A stone of mass m is attached to a stong string and whirled in a vertical circle of radius R. At the exact top of the path, the tenstion in the string is three times the stone's weight.
At this point the stone's speed is...A.) 2Sqrt(gR) B.) Sqrt(2gR) C. 3Sqrt(gR) or D. Sqrt(3gR)
I thought the answer was B but the answer is A. How is this so?
2007-02-25 12:21:11 · 2 answers · asked by megwiz12 2 in Science & Mathematics ➔ Physics
Draw the force diagram on the stone at the top of the path ─ two forces act on the stone, its weight Fg = m x g and the string force, the tension Ft, which is three times the stone's weight, so Ft = 3 x Fg = 3m x g. Both forces act toward the centre of the circle and their resultant is called a centripetal force. According to the second Newton's law, the centripetal force equals:
Fc = m x a, where a is the centripetal acceleration a = sqr(v) / r.
We can write:
Fc = Fg + Ft = m x g + 3m x g = 4m x g and
Fc = m x sqr(v) / r = 4m x g
m is cancelled out of the equation, then we can find the speed:
sqr(v) / r = 4g
sqr(v) = 4gr
and
v = sqrt(4gr) = 2 x sqrt(gr), since sqrt(4) = 2
This is the answer A.
2007-02-25 12:35:56 · answer #1 · answered by Dorian36 4 · 0⤊ 0⤋
Upward force from rotation = mV²/R
Downward force from gravity = mg
Problem statement: mV²/R - mg = 3mg
Solve for V and you get answer A)
2007-02-25 20:33:43 · answer #2 · answered by Steve 7 · 0⤊ 0⤋

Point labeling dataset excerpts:
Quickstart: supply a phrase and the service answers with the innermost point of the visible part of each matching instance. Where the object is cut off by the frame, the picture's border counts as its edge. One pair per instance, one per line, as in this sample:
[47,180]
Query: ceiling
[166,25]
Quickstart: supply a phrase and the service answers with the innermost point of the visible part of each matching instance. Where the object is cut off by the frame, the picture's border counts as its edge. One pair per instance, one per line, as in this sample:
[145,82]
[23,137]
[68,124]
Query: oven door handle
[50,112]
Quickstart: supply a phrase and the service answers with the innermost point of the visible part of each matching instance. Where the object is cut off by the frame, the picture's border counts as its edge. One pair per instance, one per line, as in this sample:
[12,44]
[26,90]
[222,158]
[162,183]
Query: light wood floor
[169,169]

▸ TASKS TO CARRY OUT:
[1] From the thread about the whirled stone, quote the passage word for word, beginning at "I thought the" and ending after "sqr(v) / r.".
[2] Pull out each line of the entries that contains the string "Query", treating uppercase and lowercase as different.

▸ SOLUTIONS BELOW:
[1]
I thought the answer was B but the answer is A. How is this so?
2007-02-25 12:21:11 · 2 answers · asked by megwiz12 2 in Science & Mathematics ➔ Physics
Draw the force diagram on the stone at the top of the path ─ two forces act on the stone, its weight Fg = m x g and the string force, the tension Ft, which is three times the stone's weight, so Ft = 3 x Fg = 3m x g. Both forces act toward the centre of the circle and their resultant is called a centripetal force. According to the second Newton's law, the centripetal force equals:
Fc = m x a, where a is the centripetal acceleration a = sqr(v) / r.

[2]
Query: ceiling
Query: oven door handle
Query: light wood floor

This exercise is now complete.